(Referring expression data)
= = = = =

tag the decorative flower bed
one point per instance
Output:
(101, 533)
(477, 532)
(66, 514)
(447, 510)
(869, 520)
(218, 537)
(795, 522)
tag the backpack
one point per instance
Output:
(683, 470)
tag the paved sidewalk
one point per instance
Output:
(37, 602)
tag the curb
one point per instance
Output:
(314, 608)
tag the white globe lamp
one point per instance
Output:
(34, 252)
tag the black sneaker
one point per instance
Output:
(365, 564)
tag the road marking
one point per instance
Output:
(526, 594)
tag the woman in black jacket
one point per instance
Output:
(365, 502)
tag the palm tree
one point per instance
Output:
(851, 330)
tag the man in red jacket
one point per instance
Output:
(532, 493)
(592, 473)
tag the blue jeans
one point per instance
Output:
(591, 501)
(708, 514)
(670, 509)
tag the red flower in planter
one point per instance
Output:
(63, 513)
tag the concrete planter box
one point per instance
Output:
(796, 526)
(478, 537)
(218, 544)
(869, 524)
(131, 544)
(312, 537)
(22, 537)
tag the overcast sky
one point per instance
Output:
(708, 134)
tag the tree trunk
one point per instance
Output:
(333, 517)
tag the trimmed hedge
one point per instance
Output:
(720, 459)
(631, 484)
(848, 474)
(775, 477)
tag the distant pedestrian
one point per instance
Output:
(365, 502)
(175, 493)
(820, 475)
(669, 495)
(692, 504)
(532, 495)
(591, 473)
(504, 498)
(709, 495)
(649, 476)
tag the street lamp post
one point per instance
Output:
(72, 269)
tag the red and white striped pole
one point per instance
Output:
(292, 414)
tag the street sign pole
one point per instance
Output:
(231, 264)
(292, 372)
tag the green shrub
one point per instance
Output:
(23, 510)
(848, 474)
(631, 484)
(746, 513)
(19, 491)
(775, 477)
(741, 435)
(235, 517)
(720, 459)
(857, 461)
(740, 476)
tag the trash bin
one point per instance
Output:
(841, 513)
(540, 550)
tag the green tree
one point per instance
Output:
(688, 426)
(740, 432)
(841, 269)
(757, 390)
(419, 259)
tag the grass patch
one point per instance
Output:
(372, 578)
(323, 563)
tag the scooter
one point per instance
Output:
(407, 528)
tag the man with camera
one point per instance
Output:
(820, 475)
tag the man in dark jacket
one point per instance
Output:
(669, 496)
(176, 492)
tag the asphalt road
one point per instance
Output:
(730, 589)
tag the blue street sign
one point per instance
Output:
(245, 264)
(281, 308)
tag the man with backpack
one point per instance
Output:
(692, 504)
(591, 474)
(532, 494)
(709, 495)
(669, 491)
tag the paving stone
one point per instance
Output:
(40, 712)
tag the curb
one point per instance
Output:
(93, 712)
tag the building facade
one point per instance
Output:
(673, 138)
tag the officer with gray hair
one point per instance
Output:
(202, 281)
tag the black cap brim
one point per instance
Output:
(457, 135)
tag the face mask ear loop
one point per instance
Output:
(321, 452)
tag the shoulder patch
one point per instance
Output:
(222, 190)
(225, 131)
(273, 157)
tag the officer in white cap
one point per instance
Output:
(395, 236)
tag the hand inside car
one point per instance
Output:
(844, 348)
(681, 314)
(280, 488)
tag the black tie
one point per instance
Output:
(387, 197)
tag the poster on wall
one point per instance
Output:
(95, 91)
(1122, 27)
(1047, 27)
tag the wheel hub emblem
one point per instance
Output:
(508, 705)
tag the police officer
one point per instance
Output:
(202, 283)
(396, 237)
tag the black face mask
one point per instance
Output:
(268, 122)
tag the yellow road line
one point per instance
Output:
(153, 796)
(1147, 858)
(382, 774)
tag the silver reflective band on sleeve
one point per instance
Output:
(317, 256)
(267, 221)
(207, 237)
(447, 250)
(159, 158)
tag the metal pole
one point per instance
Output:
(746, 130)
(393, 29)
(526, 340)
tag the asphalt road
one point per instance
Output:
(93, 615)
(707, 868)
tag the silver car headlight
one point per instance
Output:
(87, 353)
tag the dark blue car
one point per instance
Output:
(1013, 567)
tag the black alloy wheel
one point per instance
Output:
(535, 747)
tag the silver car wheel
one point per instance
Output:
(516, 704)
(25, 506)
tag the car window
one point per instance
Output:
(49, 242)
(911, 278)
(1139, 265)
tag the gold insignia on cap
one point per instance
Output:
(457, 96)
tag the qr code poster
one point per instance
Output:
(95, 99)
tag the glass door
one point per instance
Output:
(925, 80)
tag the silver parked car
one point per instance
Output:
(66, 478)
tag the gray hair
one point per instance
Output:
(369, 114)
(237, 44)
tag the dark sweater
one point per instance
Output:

= = = = =

**WHAT YOU SHOULD DO**
Reproduce the data in full, exactly.

**REPLY**
tag the decorative flower bed
one point per instance
Output:
(101, 533)
(477, 532)
(66, 514)
(447, 510)
(869, 520)
(218, 537)
(795, 522)
tag the backpack
one point per instance
Output:
(683, 470)
tag the paved sidewalk
one point per instance
Output:
(37, 602)
tag the curb
one point per instance
Output:
(314, 608)
tag the white globe lamp
one point per instance
Output:
(34, 252)
tag the black sneaker
one point per instance
Output:
(365, 564)
tag the road marking
one point per instance
Output:
(526, 594)
tag the woman in black jacket
one point per instance
Output:
(365, 502)
tag the palm tree
one point per instance
Output:
(851, 330)
tag the man in red jacket
one point per instance
Output:
(532, 493)
(592, 473)
tag the blue jeans
one point per instance
Output:
(591, 501)
(708, 514)
(670, 509)
tag the red flower in planter
one point per instance
Output:
(63, 513)
tag the concrete planter box
one point per instance
Output:
(796, 526)
(478, 537)
(218, 544)
(869, 524)
(131, 544)
(312, 537)
(22, 537)
tag the overcast sky
one point per instance
Output:
(708, 134)
tag the tree trunk
one point per instance
Output:
(333, 517)
tag the trimmed hedge
one point per instance
Output:
(720, 459)
(631, 484)
(848, 474)
(775, 477)
tag the distant pedestrian
one point per instance
Output:
(365, 502)
(175, 493)
(820, 475)
(669, 495)
(692, 504)
(532, 495)
(591, 473)
(504, 498)
(709, 495)
(649, 476)
tag the street lamp post
one point per instance
Output:
(72, 269)
tag the red and white striped pole
one point per instance
Output:
(292, 414)
tag the street sign pole
one point per instance
Output:
(231, 264)
(292, 372)
tag the green shrub
one point per instance
Output:
(23, 510)
(848, 474)
(631, 484)
(746, 513)
(19, 491)
(775, 477)
(741, 435)
(235, 517)
(720, 459)
(857, 461)
(740, 476)
tag the trash bin
one point per instance
Output:
(841, 513)
(540, 550)
tag the green tree
one point per instance
Output:
(688, 426)
(740, 432)
(841, 269)
(757, 390)
(419, 259)
tag the grass patch
one point per instance
Output:
(372, 578)
(323, 563)
tag the scooter
one point per instance
Output:
(407, 528)
tag the man with camera
one point per instance
Output:
(820, 475)
tag the man in dark jacket
one point per instance
Output:
(669, 496)
(176, 492)
tag the asphalt road
one point per instance
Output:
(730, 589)
tag the blue street sign
one point per instance
Output:
(245, 264)
(281, 308)
tag the man with backpack
one point per instance
Output:
(692, 504)
(591, 474)
(532, 494)
(709, 495)
(669, 491)
tag the paving stone
one point per instance
Output:
(40, 712)
tag the curb
one point per instance
Output:
(93, 712)
tag the building facade
one point per instance
Output:
(673, 138)
tag the officer with gray hair
one point per instance
Output:
(202, 281)
tag the black cap brim
one point per instance
Output:
(457, 135)
tag the face mask ear loop
one point per instance
Output:
(321, 452)
tag the shoulder patch
one point per instance
Output:
(222, 190)
(225, 131)
(273, 157)
tag the officer in white cap
one point per instance
Output:
(395, 236)
tag the hand inside car
one point per instance
Output:
(844, 348)
(681, 314)
(280, 488)
tag the black tie
one point per instance
Output:
(387, 197)
tag the poster on wall
one point per instance
Output:
(95, 91)
(1122, 27)
(1047, 27)
tag the wheel hub emblem
one point per instance
Output:
(508, 705)
tag the police officer
one point per instance
Output:
(202, 283)
(396, 237)
tag the black face mask
one point per instance
Output:
(268, 122)
tag the yellow road line
one point per instance
Output:
(153, 796)
(1147, 858)
(382, 774)
tag the silver reflective band on sleeve
one point per instance
Output:
(317, 256)
(267, 221)
(207, 237)
(447, 250)
(159, 158)
tag the metal pole
one point per instance
Output:
(746, 130)
(393, 29)
(526, 340)
tag the asphalt road
one point per instance
Output:
(93, 615)
(707, 868)
tag the silver car headlight
one point per instance
Output:
(87, 353)
tag the dark blue car
one point per instance
Output:
(1013, 567)
tag the black alloy wheel
one point per instance
Output:
(535, 747)
tag the silver car wheel
one point per instance
Output:
(516, 704)
(25, 506)
tag the car window
one point per instance
Output:
(49, 242)
(911, 278)
(1139, 265)
tag the gold insignia on cap
one point per instance
Output:
(457, 96)
tag the qr code poster
one point per instance
Output:
(95, 99)
tag the glass door
one point per instance
Output:
(925, 80)
tag the silver parked car
one point per instance
Output:
(66, 478)
tag the gray hair
one point per instance
Output:
(369, 114)
(237, 44)
tag the dark sweater
one point per instance
Output:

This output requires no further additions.